__Article__
------------------------------------------------------------

This section is from the book "The American House Carpenter", by R. G. Hatfield. Also available from Amazon: The American House Carpenter.

Fig. 262.

This problem, which is the 47th of the First Book of Euclid, is said to have been demonstrated first by Pythagoras. It is stated (but the story is of doubtful authority) that as a thank-offering for its discovery he sacrificed a hundred oxen to the gods. From this circumstance it is sometimes called the hecatomb problem. It is of great value in the exact sciences, more especially in Mensuration and Astronomy, in which many otherwise intricate calculations are by it made easy of solution.

In an equilateral octagon the semi-diagonal of a circumscribed square, having its sides coincident with four of the sides of the octagon, equals the distance along a side of the square from its corner to the more remote angle of the octagon occurring on that side of the square. Let Fig. 263 represent the square referred to; in which O is the centre of each; then A O equals A D. To prove this, it need only be shown that the triangle A O D is an isosceles triangle having its sides A O and A D equal. The octagon being equilateral, it is also equiangular, therefore the angles B CO, ECO, A D O, etc., are all equal. Of the right-angled triangle FEC,FC and FE being equal, the two angles FE C and FCE, are equal (Art. 338), and are therefore (Art. 347) each equal to half a right angle. In like manner it may be shown that FA B and FB A are also each equal to half a right angle. And since FE C and FA B are equal angles, therefore the lines E C and A B are parallel (Art. 331,) and hence the angles ECO and A OD are equal. These being equal, and the angles E C O and A D O being equal by construction, as before shown, therefore the angles A OD and ADO are equal, and consequently the lines A 0 and A D are equal. (Art. 338.)

------------------------------------------------------------

__Written instruction 1__
Render this sentence from the geometry excerpt in Spanish: "It is stated (but the story is of doubtful authority) that as a thank-offering for its discovery he sacrificed a hundred oxen to the gods."
__Written instruction 2__
Carry the geometry excerpt forward with the next passage after its final sentence.
The lines that follow were taken from a different source than the geometry excerpt.

Collection entries:
------------------------------------------------------------

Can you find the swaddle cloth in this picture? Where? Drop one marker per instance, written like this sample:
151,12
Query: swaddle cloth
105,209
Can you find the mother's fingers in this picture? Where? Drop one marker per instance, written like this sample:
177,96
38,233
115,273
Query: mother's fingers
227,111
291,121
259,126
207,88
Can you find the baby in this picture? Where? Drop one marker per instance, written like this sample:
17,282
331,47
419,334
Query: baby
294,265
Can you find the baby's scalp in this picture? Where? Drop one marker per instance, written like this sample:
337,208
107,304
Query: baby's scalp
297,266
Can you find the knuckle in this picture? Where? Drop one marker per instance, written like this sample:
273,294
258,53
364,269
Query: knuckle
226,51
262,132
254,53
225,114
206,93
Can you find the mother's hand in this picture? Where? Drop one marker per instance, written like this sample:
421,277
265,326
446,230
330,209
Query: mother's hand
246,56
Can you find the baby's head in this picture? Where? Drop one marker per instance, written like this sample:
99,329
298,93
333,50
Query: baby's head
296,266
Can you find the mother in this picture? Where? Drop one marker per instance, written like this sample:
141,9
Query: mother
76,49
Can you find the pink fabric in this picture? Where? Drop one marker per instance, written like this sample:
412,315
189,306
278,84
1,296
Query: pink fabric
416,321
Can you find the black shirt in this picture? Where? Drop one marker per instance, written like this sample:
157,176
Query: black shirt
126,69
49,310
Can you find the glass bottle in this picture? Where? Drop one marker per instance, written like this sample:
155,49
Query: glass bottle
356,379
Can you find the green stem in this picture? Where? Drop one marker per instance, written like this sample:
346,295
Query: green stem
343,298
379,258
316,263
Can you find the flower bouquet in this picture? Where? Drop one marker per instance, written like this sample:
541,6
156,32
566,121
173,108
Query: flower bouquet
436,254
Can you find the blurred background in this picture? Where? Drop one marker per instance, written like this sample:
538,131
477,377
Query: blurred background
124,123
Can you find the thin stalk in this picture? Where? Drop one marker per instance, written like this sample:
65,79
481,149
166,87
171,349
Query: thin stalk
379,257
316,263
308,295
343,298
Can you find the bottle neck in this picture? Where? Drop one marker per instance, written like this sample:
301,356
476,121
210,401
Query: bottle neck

------------------------------------------------------------

__Reply 1__
Se afirma (aunque la historia es de autoridad dudosa) que, como ofrenda de agradecimiento por su descubrimiento, sacrificó cien bueyes a los dioses.

__Reply 2__
Fig. 263.

An angle at the circumference of a circle is measured by half the arc that subtends it; that is, the angle ABC (Fig. 264) is equal to half the angle A D C. Through the centre D draw the diameter BE. The triangle A B D is an isosceles triangle, A Z and B D being radii, and therefore equal; hence, the two angles at F and G are equal (Art. 338), and the sum of these two angles is equal to the angle at H (Art. 345), and therefore one of them, G, is equal to the half of H. The angles at H and at G (or ABE) are both subtended by the arc A E. Now, since the angle at H is measured by the arc A E, which subtends it, therefore the half of the angle at H would be measured by the half of the arc A E; and since G is equal to the half of H, therefore G or A B E is measured by the half of the arc A E. It may be shown in like manner that the angle EBC is measured by half the arc E C, and hence it follows that the angle A B C is measured by half the arc, A C, that subtends it.

Fig. 264

In a circle all the inscribed angles, A, B, and C (Fig. 265), which stand upon the same side of the chord DE are equal. For each angle is measured by half the arc DFE (Art. 355). Hence the angles are all equal.

Equal chords, in the same circle, subtend equal angles.

Fig. 265.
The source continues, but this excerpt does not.